▸ Brano scelto:
○ ○ ○ ○

Il credito del professionista inserito in un’associazione professionale

15 Maggio 2017

Il privilegio generale sui beni mobili del debitore, previsto dall'art. 2751-bis n. 2 cod. civ. per le retribuzioni dei professionisti, trova applicazione anche nel caso in cui il creditore sia inserito in un'associazione professionale, costituita con altri professionisti per dividere le spese e gestire congiuntamente i proventi della propria attività, a condizione che...
Massima

Il privilegio generale sui beni mobili del debitore, previsto dall'art. 2751-bis n. 2 cod. civ. per le retribuzioni dei professionisti, trova applicazione anche nel caso in cui il creditore sia inserito in un'associazione professionale, costituita con altri professionisti per dividere le spese e gestire congiuntamente i proventi della propria attività, a condizione che il rapporto di prestazione d'opera si instauri tra il singolo professionista ed il cliente, soltanto in tal caso potendosi ritenere che il credito abbia per oggetto prevalente la remunerazione di un'attività lavorativa, ancorché comprensiva delle spese organizzative essenziali al suo autonomo svolgimento.

○ ○ ○ ○

▸ Materiale di partenza:

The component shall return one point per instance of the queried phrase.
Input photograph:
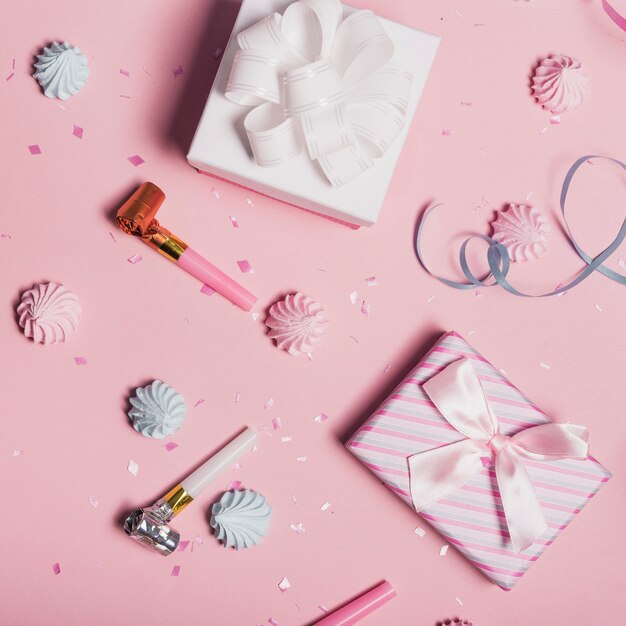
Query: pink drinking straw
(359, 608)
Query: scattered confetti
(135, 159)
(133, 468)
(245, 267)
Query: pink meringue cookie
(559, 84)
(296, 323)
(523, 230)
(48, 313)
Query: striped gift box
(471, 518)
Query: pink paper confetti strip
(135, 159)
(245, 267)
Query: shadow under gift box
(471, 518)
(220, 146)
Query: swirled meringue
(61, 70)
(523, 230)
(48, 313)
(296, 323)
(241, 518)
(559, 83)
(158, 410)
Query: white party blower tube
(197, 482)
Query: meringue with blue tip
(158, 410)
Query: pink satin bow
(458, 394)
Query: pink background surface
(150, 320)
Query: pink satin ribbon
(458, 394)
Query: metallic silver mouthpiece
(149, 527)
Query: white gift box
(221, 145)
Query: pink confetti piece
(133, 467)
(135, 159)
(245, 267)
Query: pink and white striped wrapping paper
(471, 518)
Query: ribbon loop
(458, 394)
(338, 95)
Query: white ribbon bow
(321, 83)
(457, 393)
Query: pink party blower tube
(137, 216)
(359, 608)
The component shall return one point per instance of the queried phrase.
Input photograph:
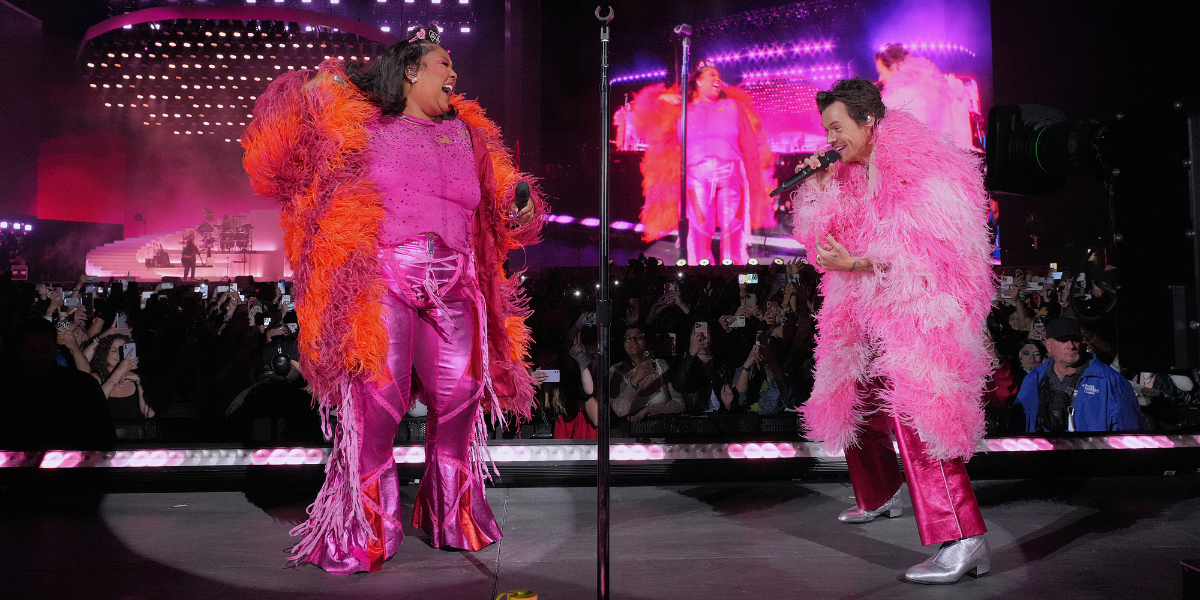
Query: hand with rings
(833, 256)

○ ○ ○ ○

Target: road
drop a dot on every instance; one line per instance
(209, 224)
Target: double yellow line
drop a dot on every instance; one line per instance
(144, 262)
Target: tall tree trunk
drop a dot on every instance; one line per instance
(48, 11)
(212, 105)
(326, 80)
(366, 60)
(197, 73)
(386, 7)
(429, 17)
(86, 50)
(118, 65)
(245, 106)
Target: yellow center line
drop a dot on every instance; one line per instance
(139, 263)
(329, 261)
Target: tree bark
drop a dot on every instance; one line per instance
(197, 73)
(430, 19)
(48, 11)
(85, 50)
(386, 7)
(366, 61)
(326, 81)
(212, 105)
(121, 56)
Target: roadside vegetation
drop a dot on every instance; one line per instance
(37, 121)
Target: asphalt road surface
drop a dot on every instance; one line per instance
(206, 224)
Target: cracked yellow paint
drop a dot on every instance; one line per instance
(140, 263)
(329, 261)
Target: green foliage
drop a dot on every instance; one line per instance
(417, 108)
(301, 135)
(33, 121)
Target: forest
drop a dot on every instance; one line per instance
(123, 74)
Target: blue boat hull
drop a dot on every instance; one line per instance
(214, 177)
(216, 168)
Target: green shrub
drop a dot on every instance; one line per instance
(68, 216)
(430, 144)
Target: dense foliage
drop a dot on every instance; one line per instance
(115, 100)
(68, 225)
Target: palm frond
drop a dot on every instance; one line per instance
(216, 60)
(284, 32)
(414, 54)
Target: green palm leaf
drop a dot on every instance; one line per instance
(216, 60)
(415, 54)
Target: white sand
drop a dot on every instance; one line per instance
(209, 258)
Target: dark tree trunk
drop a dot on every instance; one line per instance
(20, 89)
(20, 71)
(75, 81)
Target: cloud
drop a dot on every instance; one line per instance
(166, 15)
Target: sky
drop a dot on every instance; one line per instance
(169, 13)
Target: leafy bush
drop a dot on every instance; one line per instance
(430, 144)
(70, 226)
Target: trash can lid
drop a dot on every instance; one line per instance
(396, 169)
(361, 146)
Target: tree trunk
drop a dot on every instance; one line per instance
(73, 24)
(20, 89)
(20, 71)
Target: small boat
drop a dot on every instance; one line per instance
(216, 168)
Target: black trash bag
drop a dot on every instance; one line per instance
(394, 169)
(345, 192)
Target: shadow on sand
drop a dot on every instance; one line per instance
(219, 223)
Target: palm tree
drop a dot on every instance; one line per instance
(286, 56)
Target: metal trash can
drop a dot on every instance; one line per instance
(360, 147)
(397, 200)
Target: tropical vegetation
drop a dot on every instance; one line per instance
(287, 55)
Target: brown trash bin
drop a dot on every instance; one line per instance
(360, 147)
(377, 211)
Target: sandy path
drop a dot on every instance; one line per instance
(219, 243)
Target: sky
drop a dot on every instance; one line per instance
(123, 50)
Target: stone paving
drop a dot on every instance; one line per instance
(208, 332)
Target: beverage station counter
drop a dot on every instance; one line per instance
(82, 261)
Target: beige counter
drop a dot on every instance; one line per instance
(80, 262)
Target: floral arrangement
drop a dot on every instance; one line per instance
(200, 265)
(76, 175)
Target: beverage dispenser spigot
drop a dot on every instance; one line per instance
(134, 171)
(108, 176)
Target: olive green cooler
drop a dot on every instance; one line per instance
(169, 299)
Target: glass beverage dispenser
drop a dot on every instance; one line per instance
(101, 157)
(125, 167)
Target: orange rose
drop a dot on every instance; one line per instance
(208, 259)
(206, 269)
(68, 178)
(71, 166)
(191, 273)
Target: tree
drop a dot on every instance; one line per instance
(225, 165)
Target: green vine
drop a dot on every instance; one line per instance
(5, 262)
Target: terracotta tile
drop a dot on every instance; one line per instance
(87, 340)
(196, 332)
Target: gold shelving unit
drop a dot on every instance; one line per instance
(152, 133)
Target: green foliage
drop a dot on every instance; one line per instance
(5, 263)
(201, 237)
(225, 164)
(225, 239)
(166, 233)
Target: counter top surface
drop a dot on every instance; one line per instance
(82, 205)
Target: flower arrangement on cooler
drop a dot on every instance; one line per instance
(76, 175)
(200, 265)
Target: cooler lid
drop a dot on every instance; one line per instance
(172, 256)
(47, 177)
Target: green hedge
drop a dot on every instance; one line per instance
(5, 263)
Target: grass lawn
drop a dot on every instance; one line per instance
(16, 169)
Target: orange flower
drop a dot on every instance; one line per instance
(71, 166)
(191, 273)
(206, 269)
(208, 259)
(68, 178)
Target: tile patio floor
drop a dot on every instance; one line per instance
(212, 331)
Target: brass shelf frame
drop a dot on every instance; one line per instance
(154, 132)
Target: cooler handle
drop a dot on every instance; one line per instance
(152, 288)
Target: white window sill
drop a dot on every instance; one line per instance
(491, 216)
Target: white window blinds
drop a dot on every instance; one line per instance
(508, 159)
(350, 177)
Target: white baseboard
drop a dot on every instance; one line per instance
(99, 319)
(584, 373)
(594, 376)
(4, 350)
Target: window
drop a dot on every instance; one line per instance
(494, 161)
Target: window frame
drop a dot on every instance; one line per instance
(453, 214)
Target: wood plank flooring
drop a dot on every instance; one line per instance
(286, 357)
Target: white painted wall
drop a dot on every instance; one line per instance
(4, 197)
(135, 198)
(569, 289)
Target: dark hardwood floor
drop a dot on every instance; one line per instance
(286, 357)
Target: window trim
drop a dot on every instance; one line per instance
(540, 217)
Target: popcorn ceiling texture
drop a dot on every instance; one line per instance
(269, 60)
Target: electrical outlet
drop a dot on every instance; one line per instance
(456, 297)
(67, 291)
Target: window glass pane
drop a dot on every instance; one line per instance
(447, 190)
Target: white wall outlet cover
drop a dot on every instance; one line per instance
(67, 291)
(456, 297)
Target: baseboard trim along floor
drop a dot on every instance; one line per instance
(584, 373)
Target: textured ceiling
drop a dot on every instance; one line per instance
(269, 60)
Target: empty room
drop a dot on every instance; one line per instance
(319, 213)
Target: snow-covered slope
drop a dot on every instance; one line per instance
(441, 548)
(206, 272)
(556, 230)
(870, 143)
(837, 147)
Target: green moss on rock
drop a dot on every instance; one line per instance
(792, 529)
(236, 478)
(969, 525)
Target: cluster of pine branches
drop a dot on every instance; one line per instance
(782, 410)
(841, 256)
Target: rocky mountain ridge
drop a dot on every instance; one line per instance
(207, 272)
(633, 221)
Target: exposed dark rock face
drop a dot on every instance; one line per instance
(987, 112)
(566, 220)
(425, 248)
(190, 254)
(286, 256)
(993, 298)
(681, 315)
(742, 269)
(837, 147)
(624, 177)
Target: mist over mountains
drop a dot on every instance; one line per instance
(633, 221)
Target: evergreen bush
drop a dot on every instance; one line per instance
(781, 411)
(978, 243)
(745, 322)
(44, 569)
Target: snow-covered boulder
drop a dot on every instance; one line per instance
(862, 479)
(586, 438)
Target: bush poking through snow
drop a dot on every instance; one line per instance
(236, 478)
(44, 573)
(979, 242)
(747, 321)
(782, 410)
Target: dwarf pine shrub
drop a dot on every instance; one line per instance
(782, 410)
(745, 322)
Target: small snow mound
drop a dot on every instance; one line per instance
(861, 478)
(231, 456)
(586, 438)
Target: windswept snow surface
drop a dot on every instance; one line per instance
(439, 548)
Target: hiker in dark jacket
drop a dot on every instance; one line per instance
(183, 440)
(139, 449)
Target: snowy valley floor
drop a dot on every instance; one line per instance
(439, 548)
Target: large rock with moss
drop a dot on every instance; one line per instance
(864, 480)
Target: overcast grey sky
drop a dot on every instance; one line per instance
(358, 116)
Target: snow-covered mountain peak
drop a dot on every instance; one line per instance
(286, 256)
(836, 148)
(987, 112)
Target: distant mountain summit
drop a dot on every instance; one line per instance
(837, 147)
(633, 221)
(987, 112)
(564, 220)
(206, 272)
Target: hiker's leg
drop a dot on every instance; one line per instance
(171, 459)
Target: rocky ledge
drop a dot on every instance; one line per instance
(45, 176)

○ ○ ○ ○

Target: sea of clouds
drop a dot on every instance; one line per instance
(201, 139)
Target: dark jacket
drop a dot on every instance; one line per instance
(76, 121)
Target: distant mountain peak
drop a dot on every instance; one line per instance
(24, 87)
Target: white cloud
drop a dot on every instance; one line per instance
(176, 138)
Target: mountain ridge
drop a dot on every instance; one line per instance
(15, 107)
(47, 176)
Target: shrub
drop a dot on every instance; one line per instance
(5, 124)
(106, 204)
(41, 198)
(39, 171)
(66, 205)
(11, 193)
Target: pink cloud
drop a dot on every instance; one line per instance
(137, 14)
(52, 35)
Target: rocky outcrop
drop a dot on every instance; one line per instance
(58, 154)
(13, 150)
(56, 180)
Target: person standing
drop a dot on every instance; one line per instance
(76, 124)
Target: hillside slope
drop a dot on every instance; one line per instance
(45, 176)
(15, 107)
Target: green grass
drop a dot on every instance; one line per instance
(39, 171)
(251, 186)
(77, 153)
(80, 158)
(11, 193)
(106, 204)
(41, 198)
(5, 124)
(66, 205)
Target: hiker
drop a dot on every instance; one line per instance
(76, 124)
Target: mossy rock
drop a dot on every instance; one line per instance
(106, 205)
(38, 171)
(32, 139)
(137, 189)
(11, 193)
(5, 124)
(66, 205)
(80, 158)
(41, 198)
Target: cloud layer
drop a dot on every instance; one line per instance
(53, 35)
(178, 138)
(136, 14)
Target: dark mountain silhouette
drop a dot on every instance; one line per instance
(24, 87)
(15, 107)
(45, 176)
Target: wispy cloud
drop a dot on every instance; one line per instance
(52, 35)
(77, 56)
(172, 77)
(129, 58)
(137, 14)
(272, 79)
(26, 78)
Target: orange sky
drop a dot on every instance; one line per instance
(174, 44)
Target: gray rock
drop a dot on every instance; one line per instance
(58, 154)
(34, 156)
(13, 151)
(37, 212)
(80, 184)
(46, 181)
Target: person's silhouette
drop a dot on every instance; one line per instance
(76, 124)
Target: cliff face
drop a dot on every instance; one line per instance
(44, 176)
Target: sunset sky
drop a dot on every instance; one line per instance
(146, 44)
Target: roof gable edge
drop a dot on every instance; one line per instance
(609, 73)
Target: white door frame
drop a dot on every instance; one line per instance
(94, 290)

○ ○ ○ ○

▸ Esercizi:
1. Per ciascuna delle affermazioni seguenti, stabilisci se è conforme al brano sul credito del professionista. Rispondi sì o no e riporta tra virgolette le parole del brano che lo decidono.
(a) Il privilegio si applica anche quando il creditore fa parte di un'associazione professionale.
(b) Il privilegio riguarda i beni immobili del debitore.
(c) Il rapporto di prestazione d'opera deve instaurarsi tra l'associazione e il cliente.
2. Individua nei record tutte le righe che contengono la stringa "confetti" e ricopiale, distinguendo tra maiuscole e minuscole.
Il brano e i record hanno origini diverse.

▸ Soluzioni:
1.
(a) Sì: «trova applicazione anche nel caso in cui il creditore sia inserito in un'associazione professionale»
(b) No: «Il privilegio generale sui beni mobili del debitore»
(c) No: «a condizione che il rapporto di prestazione d'opera si instauri tra il singolo professionista ed il cliente»

2.
Query: scattered confetti
Query: pink paper confetti strip
Query: pink confetti piece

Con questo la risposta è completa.